**Point localization data**:
..........

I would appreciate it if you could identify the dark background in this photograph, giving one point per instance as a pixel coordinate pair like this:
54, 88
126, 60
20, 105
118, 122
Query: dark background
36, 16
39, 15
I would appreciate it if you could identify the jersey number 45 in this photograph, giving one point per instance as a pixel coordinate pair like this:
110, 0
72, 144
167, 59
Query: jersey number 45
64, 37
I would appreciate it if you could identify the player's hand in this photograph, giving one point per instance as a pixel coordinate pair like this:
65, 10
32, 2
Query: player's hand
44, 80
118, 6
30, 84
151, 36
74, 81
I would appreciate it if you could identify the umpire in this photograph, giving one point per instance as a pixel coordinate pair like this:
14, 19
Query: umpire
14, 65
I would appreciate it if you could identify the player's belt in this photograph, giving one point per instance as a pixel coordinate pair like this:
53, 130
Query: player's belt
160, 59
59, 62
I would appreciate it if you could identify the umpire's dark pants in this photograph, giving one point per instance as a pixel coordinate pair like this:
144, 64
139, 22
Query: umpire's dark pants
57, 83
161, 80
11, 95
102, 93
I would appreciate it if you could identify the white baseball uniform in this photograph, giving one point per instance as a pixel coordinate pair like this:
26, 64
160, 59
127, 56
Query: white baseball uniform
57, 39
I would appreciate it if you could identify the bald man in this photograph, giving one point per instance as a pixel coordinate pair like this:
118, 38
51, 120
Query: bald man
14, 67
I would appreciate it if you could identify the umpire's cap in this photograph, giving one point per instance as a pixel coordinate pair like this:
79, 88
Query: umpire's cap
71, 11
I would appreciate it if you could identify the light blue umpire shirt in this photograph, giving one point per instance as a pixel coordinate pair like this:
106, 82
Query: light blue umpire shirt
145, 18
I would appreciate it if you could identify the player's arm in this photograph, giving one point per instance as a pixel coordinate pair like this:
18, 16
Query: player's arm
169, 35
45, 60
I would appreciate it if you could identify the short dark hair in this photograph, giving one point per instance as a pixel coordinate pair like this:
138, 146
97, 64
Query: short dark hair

..........

The full set of entries must be printed again without any alteration.

**ANSWER BOX**:
I would appreciate it if you could identify the dark background in this photograph, giving one point per instance as a pixel coordinate pair like this:
54, 88
126, 60
20, 105
118, 122
Query: dark background
36, 16
39, 15
I would appreciate it if you could identify the jersey number 45 in this photograph, giving one point per instance as a pixel coordinate pair like this:
110, 0
72, 144
167, 59
Query: jersey number 45
64, 37
I would appreciate it if you could identify the player's hand in this photograph, giving one point per instance as a pixel coordinate pair like this:
65, 10
32, 2
Query: player's hand
44, 80
118, 6
30, 84
151, 36
74, 81
I would appreciate it if you could identify the umpire in this photograph, giving one point per instance as a pixel coordinate pair like this:
14, 19
Query: umpire
14, 65
I would appreciate it if you could identify the player's belt in this photograph, giving one point per instance as a pixel coordinate pair like this:
53, 130
Query: player's belt
160, 59
59, 62
I would appreciate it if you could identify the umpire's dark pants in this photograph, giving one point per instance as a pixel coordinate pair like this:
144, 64
139, 22
Query: umpire's dark pants
57, 83
161, 80
11, 95
102, 93
I would appreciate it if you could identify the white baseball uniform in this photograph, giving one point per instance as a pixel coordinate pair like this:
26, 64
160, 59
127, 56
Query: white baseball uniform
57, 39
I would appreciate it if you could identify the bald man in this photograph, giving one point per instance as a pixel coordinate pair like this:
118, 38
51, 120
Query: bald man
14, 67
I would appreciate it if you could identify the umpire's cap in this photograph, giving one point per instance as a pixel coordinate pair like this:
79, 88
Query: umpire's cap
71, 11
I would appreciate it if you could identify the light blue umpire shirt in this photograph, giving one point per instance as a pixel coordinate pair like this:
106, 82
Query: light blue umpire shirt
145, 18
I would appreciate it if you could identify the player's arm in this photograph, giving one point per instance as a pixel coordinate pair like this:
18, 16
Query: player's arm
169, 35
45, 60
I would appreciate it if you could identify the short dark hair in this photograph, giving one point per instance as a pixel coordinate pair like this:
138, 146
97, 64
Query: short dark hair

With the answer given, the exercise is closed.